Request 1: In the thread on \phantom and kerning, how much kerning does the hack add when the next character is a subscript?
Request 2: Extend the thread on \phantom and kerning, picking up after its final sentence.

───── Text shown ─────

Invisible text (\phantom) with kerning?

In my answer to another question, I've used an upside-down A as a V-with-strikethrough character. After playing with it a bit, I've realized that this doesn't give appropriate kerning if the character is followed by a subscript, presumably because the A is placed in a rotatebox.

It seems that the best way to get around this is to place the upside-down A in a zero-width box using llap/rlap and then insert an invisible V, so that the same kerning as would be used for a regular V is applied. Unfortunately, if I use \phantom{V}, it seems that result is a box (no kerning).

Is there a \phantom-like function which makes the character invisible/non-selectable but maintains the same kerning?

Edit: I came up with a hack which checks to see whether the following text is subscript, then applies kerning if it is. The key component is

\@ifnextchar_{\kern-0.17em}{}
% if the next char is "_", add negative kerning
% otherwise, do nothing


And the full \Vol command is then

\makeatletter
\newcommand{\Vol}{\rotatebox[origin=c]{180}{\ensuremath{A}}\@ifnextchar_{\kern-0.17em}{}}
\makeatother


Nonetheless, if there is a more elegant way of keeping the exact kerning from the original V, I'd be interested to hear about it.

• Can you use \forall, which is already an upside-down A? – Arun Debray Dec 5 '15 at 8:10
• It's similar, but it doesn't have serifs and isn't ever placed in italics, so it doesn't come out looking much like a crossed-out V. Also, what if I wanted to write "for all volumes V" in math? :p – user1476176 Dec 5 '15 at 8:13
• fair enough. I had a very similar issue when I needed to TeX an ∃xt operator, and \exists didn't work so well, but I didn't address its kerning. – Arun Debray Dec 5 '15 at 8:26
• You're using text stuff for maths. I'm not very good with this, but there are distinct commands for use in maths. Kerning in the ordinary text sense isn't used in maths mode, that I know of. You should define this properly as a maths symbol so that you benefit from the automatic adjustments made to spacing etc. – cfr Dec 6 '15 at 1:56
• Unfortunately, a \phantom can never be the nucleus of a math atom (it yields a different type of node, a “four-way choice”), so it cannot carry a subscript. – GuM Sep 29 '17 at 9:57

You can use an ordinary math-mode V and \put a horizontal line where you need it. It won't scale, but it's easily adjustable.

───── Extracted entries ─────

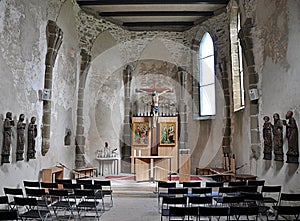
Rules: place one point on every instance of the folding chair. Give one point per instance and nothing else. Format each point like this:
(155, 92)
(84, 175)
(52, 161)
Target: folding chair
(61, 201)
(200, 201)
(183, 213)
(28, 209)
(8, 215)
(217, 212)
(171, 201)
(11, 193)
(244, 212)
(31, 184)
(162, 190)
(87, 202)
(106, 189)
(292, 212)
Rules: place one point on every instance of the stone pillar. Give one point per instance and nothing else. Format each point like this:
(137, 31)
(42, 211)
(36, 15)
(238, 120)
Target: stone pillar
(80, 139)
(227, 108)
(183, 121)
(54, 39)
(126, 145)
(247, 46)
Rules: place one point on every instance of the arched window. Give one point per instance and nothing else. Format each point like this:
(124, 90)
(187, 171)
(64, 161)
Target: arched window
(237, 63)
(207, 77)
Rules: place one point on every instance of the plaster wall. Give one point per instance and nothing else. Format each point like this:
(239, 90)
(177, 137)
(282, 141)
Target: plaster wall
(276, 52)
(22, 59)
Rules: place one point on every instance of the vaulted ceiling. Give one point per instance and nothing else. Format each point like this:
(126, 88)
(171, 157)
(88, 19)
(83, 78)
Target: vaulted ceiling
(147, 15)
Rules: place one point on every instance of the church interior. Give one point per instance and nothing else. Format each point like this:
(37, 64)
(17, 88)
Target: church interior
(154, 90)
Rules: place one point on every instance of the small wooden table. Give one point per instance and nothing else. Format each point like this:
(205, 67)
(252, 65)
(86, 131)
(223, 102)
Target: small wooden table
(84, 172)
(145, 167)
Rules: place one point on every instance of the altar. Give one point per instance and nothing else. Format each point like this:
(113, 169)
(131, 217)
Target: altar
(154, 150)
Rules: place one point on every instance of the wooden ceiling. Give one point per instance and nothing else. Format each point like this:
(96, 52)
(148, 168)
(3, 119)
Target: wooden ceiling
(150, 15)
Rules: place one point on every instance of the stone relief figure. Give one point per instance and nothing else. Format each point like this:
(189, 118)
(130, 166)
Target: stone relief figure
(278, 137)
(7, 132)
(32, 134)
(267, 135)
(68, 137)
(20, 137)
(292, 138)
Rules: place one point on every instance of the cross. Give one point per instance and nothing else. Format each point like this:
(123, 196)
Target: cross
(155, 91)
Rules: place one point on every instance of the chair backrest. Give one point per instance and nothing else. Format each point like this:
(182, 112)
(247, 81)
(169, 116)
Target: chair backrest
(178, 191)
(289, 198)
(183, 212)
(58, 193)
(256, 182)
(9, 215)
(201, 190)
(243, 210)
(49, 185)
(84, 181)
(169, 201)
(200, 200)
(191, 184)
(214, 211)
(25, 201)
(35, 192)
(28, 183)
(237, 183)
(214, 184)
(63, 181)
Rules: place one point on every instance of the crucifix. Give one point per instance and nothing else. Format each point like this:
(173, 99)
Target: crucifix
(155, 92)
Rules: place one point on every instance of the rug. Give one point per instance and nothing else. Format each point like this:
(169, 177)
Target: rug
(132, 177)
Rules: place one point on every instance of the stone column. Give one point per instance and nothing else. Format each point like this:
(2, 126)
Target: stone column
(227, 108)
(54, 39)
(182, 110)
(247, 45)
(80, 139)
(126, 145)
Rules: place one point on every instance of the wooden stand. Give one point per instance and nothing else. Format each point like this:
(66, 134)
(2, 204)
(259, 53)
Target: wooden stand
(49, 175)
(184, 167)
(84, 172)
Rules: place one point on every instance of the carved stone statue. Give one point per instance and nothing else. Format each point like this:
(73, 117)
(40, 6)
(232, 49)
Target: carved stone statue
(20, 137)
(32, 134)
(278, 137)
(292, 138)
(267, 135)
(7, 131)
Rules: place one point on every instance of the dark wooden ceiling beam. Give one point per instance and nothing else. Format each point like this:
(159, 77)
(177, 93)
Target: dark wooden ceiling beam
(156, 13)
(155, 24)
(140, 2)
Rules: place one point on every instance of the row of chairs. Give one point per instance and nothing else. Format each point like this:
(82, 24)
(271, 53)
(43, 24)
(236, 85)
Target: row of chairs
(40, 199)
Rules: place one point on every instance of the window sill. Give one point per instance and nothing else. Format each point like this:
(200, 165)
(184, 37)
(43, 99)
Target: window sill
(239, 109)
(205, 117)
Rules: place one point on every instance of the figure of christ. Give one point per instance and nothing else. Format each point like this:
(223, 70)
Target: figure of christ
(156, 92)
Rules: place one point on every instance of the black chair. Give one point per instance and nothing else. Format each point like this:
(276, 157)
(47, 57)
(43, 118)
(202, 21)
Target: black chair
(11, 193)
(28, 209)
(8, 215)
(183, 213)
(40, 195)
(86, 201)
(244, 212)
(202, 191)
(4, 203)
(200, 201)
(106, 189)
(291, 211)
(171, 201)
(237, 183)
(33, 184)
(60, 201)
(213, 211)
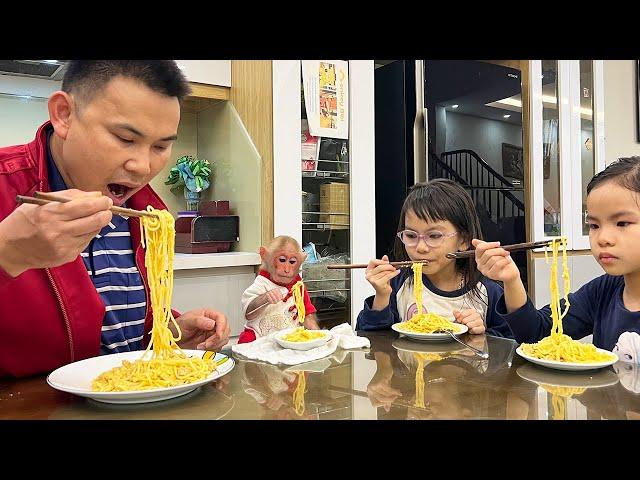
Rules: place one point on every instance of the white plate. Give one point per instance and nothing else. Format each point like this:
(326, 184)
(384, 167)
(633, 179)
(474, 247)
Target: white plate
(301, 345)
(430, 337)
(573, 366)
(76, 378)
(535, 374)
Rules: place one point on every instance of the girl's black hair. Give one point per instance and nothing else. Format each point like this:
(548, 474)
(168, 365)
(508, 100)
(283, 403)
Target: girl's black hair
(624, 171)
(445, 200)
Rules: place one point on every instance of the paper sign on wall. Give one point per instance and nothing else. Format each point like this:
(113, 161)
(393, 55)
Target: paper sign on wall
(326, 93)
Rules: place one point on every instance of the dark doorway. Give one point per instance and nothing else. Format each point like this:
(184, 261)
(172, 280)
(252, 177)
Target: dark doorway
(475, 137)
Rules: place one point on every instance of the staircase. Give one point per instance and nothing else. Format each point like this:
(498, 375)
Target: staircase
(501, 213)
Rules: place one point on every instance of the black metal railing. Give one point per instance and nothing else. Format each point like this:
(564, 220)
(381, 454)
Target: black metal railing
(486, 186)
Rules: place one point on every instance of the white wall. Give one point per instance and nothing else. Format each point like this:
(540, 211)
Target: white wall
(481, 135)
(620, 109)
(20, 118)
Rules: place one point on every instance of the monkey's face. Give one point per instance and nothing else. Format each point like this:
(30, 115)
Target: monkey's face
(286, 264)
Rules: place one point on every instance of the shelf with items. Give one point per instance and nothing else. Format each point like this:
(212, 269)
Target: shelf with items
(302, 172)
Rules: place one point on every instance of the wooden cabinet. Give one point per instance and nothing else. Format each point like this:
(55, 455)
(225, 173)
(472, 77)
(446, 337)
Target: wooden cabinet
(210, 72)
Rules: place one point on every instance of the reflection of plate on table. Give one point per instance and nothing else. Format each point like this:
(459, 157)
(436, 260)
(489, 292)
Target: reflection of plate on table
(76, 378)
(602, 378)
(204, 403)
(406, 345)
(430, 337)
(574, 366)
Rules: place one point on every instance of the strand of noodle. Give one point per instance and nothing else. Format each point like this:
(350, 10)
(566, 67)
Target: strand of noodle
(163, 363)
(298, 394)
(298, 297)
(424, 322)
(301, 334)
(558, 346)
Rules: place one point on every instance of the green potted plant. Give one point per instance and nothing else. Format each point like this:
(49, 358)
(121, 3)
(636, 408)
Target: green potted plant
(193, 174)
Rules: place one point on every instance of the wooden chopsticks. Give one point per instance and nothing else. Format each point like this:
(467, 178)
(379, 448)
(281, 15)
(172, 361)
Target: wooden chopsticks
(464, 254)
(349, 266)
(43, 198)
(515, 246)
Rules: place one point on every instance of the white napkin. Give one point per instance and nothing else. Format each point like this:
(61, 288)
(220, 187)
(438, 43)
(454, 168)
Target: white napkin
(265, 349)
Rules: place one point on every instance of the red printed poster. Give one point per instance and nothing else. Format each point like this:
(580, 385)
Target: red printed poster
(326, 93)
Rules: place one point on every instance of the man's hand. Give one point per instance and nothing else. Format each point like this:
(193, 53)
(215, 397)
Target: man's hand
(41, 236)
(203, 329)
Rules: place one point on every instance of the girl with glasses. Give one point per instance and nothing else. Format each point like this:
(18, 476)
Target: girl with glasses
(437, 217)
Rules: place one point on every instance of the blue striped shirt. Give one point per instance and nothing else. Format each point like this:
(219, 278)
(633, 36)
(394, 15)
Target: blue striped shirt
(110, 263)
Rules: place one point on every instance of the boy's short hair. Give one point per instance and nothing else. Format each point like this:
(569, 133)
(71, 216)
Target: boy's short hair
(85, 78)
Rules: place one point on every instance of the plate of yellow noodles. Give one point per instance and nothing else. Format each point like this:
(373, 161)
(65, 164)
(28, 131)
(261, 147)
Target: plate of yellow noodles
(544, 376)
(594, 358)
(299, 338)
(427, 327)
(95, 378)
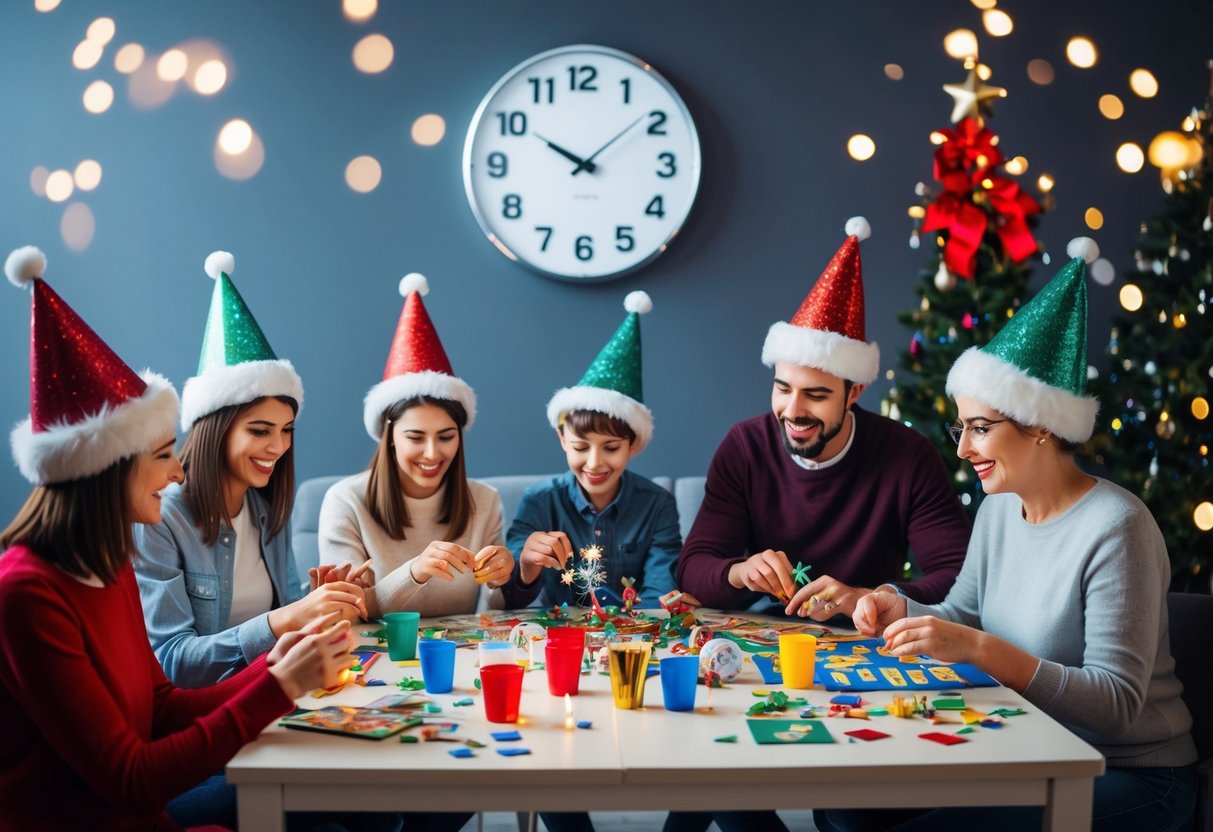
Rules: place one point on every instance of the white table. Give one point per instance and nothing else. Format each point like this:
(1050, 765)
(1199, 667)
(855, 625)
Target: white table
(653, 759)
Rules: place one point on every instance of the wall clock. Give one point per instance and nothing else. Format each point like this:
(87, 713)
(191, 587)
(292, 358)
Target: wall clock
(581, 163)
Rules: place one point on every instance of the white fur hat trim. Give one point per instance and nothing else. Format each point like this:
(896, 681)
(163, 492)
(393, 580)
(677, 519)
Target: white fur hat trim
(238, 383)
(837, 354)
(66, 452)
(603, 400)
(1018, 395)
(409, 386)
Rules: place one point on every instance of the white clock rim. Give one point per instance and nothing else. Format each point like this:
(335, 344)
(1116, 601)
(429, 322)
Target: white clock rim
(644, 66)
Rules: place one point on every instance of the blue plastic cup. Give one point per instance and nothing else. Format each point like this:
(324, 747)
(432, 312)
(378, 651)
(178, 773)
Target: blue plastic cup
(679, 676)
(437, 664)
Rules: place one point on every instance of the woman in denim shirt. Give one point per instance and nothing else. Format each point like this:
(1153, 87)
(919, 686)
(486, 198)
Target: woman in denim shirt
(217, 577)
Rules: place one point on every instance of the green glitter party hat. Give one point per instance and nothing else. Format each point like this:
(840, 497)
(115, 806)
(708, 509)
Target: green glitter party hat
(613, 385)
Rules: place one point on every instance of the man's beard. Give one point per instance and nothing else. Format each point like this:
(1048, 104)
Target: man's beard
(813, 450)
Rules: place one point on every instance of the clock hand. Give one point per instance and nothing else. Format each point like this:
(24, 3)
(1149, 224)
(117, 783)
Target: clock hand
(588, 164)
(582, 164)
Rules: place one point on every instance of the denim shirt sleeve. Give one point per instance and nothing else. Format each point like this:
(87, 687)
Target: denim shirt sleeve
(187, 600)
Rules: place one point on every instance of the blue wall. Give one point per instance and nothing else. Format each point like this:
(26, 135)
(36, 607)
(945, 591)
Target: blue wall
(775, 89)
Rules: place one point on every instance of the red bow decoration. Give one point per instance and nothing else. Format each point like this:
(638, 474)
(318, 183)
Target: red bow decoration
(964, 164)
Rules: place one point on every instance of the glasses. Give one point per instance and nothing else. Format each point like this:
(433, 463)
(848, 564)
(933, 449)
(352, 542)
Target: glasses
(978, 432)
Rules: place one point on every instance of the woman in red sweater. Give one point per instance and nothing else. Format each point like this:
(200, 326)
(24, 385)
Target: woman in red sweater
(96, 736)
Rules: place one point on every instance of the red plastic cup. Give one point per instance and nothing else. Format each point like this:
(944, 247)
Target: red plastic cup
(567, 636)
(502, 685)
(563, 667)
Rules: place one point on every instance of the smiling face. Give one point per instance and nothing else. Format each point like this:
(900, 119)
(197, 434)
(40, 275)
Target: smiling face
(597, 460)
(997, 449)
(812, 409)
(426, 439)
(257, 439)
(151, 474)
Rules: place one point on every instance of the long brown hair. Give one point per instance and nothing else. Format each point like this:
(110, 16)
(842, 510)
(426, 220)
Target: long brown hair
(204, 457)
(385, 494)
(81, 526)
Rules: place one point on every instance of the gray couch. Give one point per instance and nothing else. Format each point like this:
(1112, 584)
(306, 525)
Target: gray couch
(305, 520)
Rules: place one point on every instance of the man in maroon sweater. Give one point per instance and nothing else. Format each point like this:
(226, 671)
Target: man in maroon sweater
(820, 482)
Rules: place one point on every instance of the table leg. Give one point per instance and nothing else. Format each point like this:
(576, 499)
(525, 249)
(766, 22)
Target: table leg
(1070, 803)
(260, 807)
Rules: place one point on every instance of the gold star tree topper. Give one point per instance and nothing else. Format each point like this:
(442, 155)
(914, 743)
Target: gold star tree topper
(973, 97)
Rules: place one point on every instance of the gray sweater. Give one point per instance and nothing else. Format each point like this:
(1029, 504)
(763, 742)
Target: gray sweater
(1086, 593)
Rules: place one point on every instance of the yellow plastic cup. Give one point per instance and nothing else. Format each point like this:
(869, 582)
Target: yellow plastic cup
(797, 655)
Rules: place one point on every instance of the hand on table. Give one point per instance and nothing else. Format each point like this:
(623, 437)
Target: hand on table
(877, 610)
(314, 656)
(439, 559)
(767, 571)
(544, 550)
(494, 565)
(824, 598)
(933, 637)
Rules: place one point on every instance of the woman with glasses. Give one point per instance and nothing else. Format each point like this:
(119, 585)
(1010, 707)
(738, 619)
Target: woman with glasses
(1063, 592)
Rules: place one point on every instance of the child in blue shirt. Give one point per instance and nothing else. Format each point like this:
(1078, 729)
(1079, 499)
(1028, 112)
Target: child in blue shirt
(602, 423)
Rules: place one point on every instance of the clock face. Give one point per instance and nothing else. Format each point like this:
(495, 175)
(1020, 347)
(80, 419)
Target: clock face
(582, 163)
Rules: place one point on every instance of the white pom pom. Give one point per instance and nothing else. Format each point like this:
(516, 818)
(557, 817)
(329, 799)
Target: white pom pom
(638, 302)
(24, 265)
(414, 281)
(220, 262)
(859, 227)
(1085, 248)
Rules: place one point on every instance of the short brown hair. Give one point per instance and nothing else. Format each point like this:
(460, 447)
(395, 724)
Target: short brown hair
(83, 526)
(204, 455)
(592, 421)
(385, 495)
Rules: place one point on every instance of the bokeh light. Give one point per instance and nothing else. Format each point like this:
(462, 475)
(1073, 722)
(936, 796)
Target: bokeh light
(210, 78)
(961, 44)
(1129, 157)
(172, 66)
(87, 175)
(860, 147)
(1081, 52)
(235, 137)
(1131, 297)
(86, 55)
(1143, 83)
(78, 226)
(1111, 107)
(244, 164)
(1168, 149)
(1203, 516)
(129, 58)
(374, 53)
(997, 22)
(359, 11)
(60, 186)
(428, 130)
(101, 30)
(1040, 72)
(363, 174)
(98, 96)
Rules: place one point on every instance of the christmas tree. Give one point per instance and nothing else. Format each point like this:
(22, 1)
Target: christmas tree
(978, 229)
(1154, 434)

─────

Final result 1: A negative kern of 0.17em (\kern-0.17em).

Final result 2:
\newcommand{\Vol}{\rotatebox[origin=c]{180}{\ensuremath{A}}}
\newcommand{\volume}{\put(2,4){\line(1,0){3}}V}


However, the desired symbol is not really an upside-down A, but rather a V with a horizontal strike-through as seen here:

So instead of using \ooalign as in the original solution without subscripts, you can use \rlap as in the macro:

\newcommand{\volsym}{\rlap{\kern.08em--}V}


Then $\volsym_n$ will produce the output

This has the additional advantage of providing the correct spacing to the left of the volume element in the Reynolds transport theorem:

Using \ooalign:

Using \rlap:

The \rlap version will scale with size (\tiny, \large, \Huge, etc.), but a separate macro is needed if the volume symbol appears in a subscript. Even \mathchoice won't work since it separates the choices from the subscript and results in the same bad kerning.

\newcommand{\volsubsym}{\rlap{\scriptsize\kern.08em--}V}


will produce the correct scripted version. So $M_{\volsubsym_n}$ will produce

If (for reasons I cannot imagine) you needed a scriptscript size, you could use

\newcommand{\volsubsubsym}{\rlap{\tiny\kern.08em--}V}


Here is the complete code:

\documentclass{article}

\newcommand{\volume}{\mathop{\ooalign{\hfil$V$\hfil\cr\kern0.08em--\hfil\cr}}\nolimits}

\newcommand{\volsym}{\rlap{\kern.08em--}V}
\newcommand{\volsubsym}{\rlap{\scriptsize\kern.08em--}V}

\newcommand{\dd}{\mathrm{d}}

\begin{document}
\noindent Let $\volume_n$ represent system volume. (using \verb\ooalign---bad kerning)
\newline Let $V_n$ represent system volume. (math V)
\newline Let $\volsym_n$ represent system volume. (using \verb\rlap---correct kerning)
\bigskip
\newline As a subscript, $M_{\volsubsym_n}$ renders correctly.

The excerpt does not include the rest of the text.